- _REQUIREMENTS_
Your task is to print every entry below exactly as given.

- _EXERCISE MATERIAL_
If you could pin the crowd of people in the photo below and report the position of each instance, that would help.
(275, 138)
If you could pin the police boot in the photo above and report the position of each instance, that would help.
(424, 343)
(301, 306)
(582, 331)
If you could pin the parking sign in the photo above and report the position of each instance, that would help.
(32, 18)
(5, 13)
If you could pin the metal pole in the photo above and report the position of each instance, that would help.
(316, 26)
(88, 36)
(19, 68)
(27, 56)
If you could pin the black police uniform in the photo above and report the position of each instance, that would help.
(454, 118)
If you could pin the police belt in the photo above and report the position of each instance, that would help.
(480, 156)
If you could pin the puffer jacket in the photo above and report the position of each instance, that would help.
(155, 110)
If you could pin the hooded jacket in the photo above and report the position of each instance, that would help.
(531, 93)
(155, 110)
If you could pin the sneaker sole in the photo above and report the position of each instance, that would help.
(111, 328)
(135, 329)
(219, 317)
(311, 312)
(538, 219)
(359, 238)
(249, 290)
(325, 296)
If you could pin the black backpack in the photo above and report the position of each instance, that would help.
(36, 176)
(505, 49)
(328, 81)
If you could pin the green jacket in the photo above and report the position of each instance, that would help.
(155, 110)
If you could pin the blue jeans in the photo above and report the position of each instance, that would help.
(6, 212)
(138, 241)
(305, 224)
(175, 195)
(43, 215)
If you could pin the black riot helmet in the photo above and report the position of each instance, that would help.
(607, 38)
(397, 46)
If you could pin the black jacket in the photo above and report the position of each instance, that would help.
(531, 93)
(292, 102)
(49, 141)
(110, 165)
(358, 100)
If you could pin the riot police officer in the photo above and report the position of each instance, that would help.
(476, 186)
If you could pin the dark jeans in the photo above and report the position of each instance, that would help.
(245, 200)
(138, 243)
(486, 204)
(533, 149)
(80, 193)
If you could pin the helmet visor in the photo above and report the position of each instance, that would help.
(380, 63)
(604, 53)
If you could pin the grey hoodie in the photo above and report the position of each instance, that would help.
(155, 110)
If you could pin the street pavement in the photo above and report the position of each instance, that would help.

- _PROBLEM SOLUTION_
If you could pin the crowd of people in the photo below and report the position of each instance, that would help.
(275, 138)
If you could pin the police boot in the photo above and report the position of each instance, that would help.
(424, 343)
(301, 306)
(582, 331)
If you could pin the parking sign in the photo above and report the position of each instance, that would help.
(32, 18)
(5, 13)
If you could pin the metal pole in the photo above and report the position of each instance, that would help.
(316, 26)
(88, 36)
(19, 68)
(27, 56)
If you could pin the black police uniform in the photo above and report the position of each instance, that would help.
(454, 118)
If you could pin the police belt in the photo above and report the position of each instance, that would help.
(480, 156)
If you could pin the puffer jacket in the photo above and report the position of each instance, that would help.
(155, 110)
If you could pin the hooded jacket in the photo above and report the position of each instance, that would help.
(531, 93)
(155, 110)
If you could pin the sneaker sole in the photo above and report the position of each instance, that would help.
(111, 328)
(135, 329)
(219, 317)
(311, 312)
(538, 219)
(359, 238)
(249, 290)
(325, 296)
If you could pin the black backpack in the photo above and report the position of each instance, that would help.
(36, 176)
(505, 49)
(328, 81)
If you could pin the green jacket in the photo above and report the position of each instance, that would help.
(155, 110)
If you could pin the blue jeans in the photo above and report the position of each instance, that would help.
(6, 212)
(138, 241)
(305, 224)
(175, 195)
(43, 215)
If you could pin the black riot helmet in the photo above and report the position of each instance, that would help.
(607, 38)
(397, 46)
If you could pin the black jacket in the photo above and report the position of each instance, that would help.
(531, 93)
(292, 102)
(49, 141)
(110, 165)
(358, 100)
If you could pin the riot police officer in the photo above and report the position of each instance, that would help.
(476, 186)
If you could pin the dark jeans in the photo above and report the position of each instance, that would help.
(245, 200)
(138, 243)
(486, 204)
(533, 149)
(80, 193)
If you could pin the helmet visor in the photo above and report the position of each instance, that would help.
(380, 63)
(604, 53)
If you could pin the grey hoodie in the photo above and report the position of each instance, that would help.
(155, 110)
If you could pin the street pavement in the photo above and report the position of each instance, that would help.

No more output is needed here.